Above the Fray: Escaping the Israel ghetto

The lack of visionary leadership in Israel today has served to entrench the notion that the future of the state is at risk.

Binyamin Netanyahu 521 (photo credit: REUTERS)
Binyamin Netanyahu 521
(photo credit: REUTERS)
While Prime Minister Binyamin Netanyahu insists that the Palestinians recognize Israel as a Jewish state, his policies are encouraging a mass exodus of Jews from the country.
Today, the notion of a Jewish refuge in the Land of Israel is greatly at risk. Much has been made of what former prime minister Ehud Olmert once called a “demographic time bomb,” with the Palestinian birthrate soon to boost the number of Palestinians over the number of Israelis between the Jordan River and the Mediterranean.
Yet Palestinian demographics aside, more Israelis are living abroad than ever, and many are eager to join them.

□ □ □ □ □

#### AIM 1
Revise the column from "The lack of" up to and including "to join them.", replacing "mass exodus" with "large-scale departure".
#### AIM 2
Answer these questions from the column:
(a) What does Prime Minister Binyamin Netanyahu insist the Palestinians recognize Israel as?
(b) Who once used the phrase "demographic time bomb"?
(c) Between which two geographic features is the Palestinian birthrate expected to push the number of Palestinians past the number of Israelis?
Rely on the column above and nothing else.

Image records on named regions
□ □ □ □ □

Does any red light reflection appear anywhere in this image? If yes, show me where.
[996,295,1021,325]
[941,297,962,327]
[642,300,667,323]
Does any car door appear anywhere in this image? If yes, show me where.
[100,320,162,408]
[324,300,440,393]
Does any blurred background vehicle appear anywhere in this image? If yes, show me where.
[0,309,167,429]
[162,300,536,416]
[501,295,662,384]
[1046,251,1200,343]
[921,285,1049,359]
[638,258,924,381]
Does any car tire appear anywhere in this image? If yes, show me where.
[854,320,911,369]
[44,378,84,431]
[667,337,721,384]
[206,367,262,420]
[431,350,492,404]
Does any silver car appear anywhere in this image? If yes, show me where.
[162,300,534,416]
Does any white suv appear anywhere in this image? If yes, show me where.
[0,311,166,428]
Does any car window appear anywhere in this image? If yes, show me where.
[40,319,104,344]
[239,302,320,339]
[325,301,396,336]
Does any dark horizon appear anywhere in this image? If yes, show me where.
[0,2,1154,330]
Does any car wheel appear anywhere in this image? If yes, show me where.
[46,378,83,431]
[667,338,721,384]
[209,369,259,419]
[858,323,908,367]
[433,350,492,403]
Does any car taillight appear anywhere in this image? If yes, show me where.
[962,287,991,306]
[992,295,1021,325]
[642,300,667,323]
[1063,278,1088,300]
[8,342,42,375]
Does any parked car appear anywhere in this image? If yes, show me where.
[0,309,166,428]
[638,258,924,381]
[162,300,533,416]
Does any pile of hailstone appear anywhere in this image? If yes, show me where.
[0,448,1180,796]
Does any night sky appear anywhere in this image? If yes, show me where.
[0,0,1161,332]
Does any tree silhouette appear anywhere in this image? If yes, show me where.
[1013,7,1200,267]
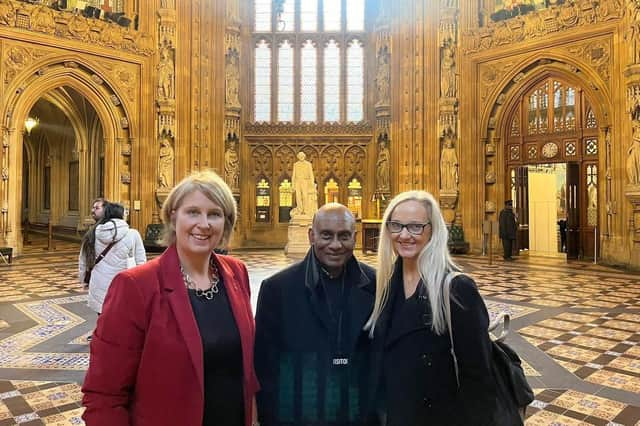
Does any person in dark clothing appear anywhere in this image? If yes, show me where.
[558,219,567,253]
[255,203,375,426]
[498,200,518,260]
[366,191,498,426]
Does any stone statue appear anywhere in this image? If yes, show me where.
[0,0,16,26]
[224,138,240,190]
[440,45,456,98]
[158,136,174,188]
[376,138,391,192]
[625,0,640,64]
[158,47,175,99]
[291,152,318,218]
[627,122,640,185]
[440,134,458,192]
[376,46,391,105]
[224,51,240,106]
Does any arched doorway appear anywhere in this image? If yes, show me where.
[22,86,104,233]
[502,73,604,259]
[0,56,136,254]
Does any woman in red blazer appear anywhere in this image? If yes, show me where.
[82,172,259,426]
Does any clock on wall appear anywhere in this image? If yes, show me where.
[542,142,558,158]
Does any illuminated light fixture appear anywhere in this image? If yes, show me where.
[24,117,40,135]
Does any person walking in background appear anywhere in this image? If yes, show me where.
[91,197,108,223]
[498,200,518,260]
[255,203,375,426]
[82,172,259,426]
[366,191,497,426]
[78,202,147,314]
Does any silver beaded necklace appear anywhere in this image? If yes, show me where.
[180,260,220,300]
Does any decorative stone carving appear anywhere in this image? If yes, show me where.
[440,44,456,98]
[376,46,391,106]
[440,132,458,192]
[480,60,515,102]
[0,45,47,84]
[484,200,496,213]
[157,47,175,99]
[291,151,318,219]
[462,0,624,54]
[224,136,240,193]
[158,136,174,188]
[625,0,640,64]
[568,39,612,82]
[245,122,373,136]
[376,135,391,193]
[30,5,56,34]
[626,121,640,185]
[0,0,154,56]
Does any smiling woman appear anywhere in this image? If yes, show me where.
[83,172,258,426]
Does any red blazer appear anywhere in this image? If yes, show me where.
[82,246,259,426]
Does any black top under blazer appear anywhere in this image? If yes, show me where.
[370,261,496,426]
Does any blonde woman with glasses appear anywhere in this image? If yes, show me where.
[366,191,497,426]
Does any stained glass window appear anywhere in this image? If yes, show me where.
[300,40,318,121]
[252,0,373,123]
[255,40,271,121]
[324,39,340,121]
[300,0,318,31]
[347,39,364,121]
[278,40,293,121]
[324,0,342,31]
[276,0,296,32]
[254,0,271,32]
[347,0,364,31]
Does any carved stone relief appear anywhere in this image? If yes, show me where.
[376,45,391,106]
[3,46,50,85]
[440,132,459,192]
[462,0,624,53]
[224,49,240,108]
[0,0,154,56]
[224,135,240,194]
[158,136,175,188]
[568,39,612,83]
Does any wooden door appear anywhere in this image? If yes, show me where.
[567,163,582,259]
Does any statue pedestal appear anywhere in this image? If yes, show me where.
[284,216,313,259]
[440,190,458,226]
[624,185,640,245]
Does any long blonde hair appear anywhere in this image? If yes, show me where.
[364,191,460,337]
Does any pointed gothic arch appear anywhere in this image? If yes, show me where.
[0,55,135,253]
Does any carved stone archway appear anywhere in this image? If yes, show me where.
[0,56,136,253]
[479,57,613,258]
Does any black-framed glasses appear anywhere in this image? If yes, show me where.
[387,220,431,235]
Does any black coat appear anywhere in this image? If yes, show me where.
[255,250,375,426]
[498,208,518,240]
[370,262,496,426]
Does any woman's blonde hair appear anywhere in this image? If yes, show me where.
[365,191,460,337]
[160,170,238,247]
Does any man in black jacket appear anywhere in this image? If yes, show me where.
[498,200,518,260]
[255,203,375,426]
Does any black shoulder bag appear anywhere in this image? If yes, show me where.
[443,272,534,426]
[82,241,117,284]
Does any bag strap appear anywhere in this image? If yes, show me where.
[442,271,511,388]
[93,241,117,268]
[442,271,461,388]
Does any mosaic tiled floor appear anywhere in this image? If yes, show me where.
[0,239,640,426]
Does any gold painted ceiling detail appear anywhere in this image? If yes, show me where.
[0,0,154,56]
[463,0,624,53]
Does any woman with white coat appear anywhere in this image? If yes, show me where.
[79,203,147,314]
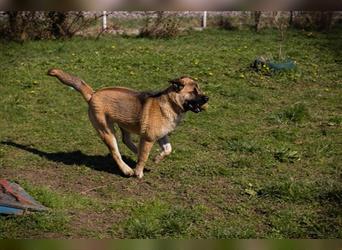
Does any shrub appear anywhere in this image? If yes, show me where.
[0,11,97,41]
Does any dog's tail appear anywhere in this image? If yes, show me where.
[48,69,94,102]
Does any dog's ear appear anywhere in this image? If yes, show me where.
[169,78,184,92]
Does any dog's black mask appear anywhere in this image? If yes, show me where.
[183,95,209,113]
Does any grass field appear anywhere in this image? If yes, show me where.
[0,26,342,239]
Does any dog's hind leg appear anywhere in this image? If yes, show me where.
[120,128,138,154]
[89,112,134,176]
[153,135,172,163]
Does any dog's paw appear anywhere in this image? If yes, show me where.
[153,155,163,164]
[124,168,135,176]
[134,170,144,179]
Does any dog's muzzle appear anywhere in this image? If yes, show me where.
[183,95,209,113]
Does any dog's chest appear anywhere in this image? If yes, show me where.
[160,115,183,136]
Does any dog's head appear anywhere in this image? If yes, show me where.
[169,76,209,113]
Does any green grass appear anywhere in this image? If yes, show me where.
[0,26,342,238]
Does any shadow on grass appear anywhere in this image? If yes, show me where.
[1,141,136,176]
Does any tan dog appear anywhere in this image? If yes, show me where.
[48,69,209,178]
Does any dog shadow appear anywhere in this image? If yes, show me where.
[1,141,136,176]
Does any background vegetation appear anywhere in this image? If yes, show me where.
[0,21,342,236]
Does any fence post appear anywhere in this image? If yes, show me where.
[102,10,107,30]
[202,11,207,29]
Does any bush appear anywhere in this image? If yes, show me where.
[0,11,96,41]
[293,11,334,30]
[139,11,180,38]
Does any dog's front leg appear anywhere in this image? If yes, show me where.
[134,137,154,179]
[153,135,172,163]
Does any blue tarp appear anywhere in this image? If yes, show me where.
[0,179,47,215]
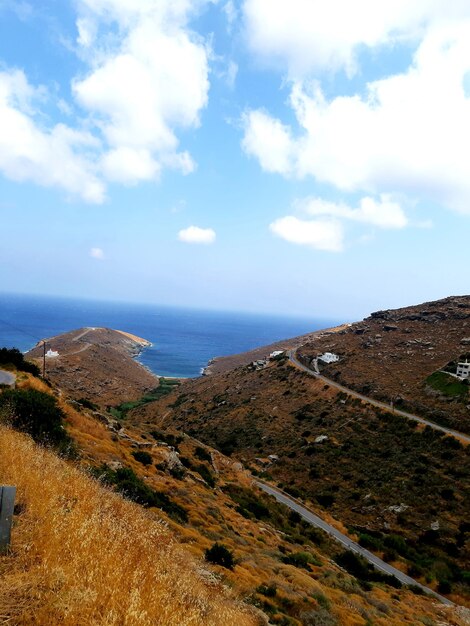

□ □ □ □ □

#### OUTPUT 1
The lack of visionary leadership in Israel today has served to entrench the notion that the future of the state is at risk.

Binyamin Netanyahu 521 (photo credit: REUTERS)
Binyamin Netanyahu 521
(photo credit: REUTERS)
While Prime Minister Binyamin Netanyahu insists that the Palestinians recognize Israel as a Jewish state, his policies are encouraging a large-scale departure of Jews from the country.
Today, the notion of a Jewish refuge in the Land of Israel is greatly at risk. Much has been made of what former prime minister Ehud Olmert once called a “demographic time bomb,” with the Palestinian birthrate soon to boost the number of Palestinians over the number of Israelis between the Jordan River and the Mediterranean.
Yet Palestinian demographics aside, more Israelis are living abroad than ever, and many are eager to join them.

#### OUTPUT 2
(a) A Jewish state.
(b) Former prime minister Ehud Olmert.
(c) The Jordan River and the Mediterranean.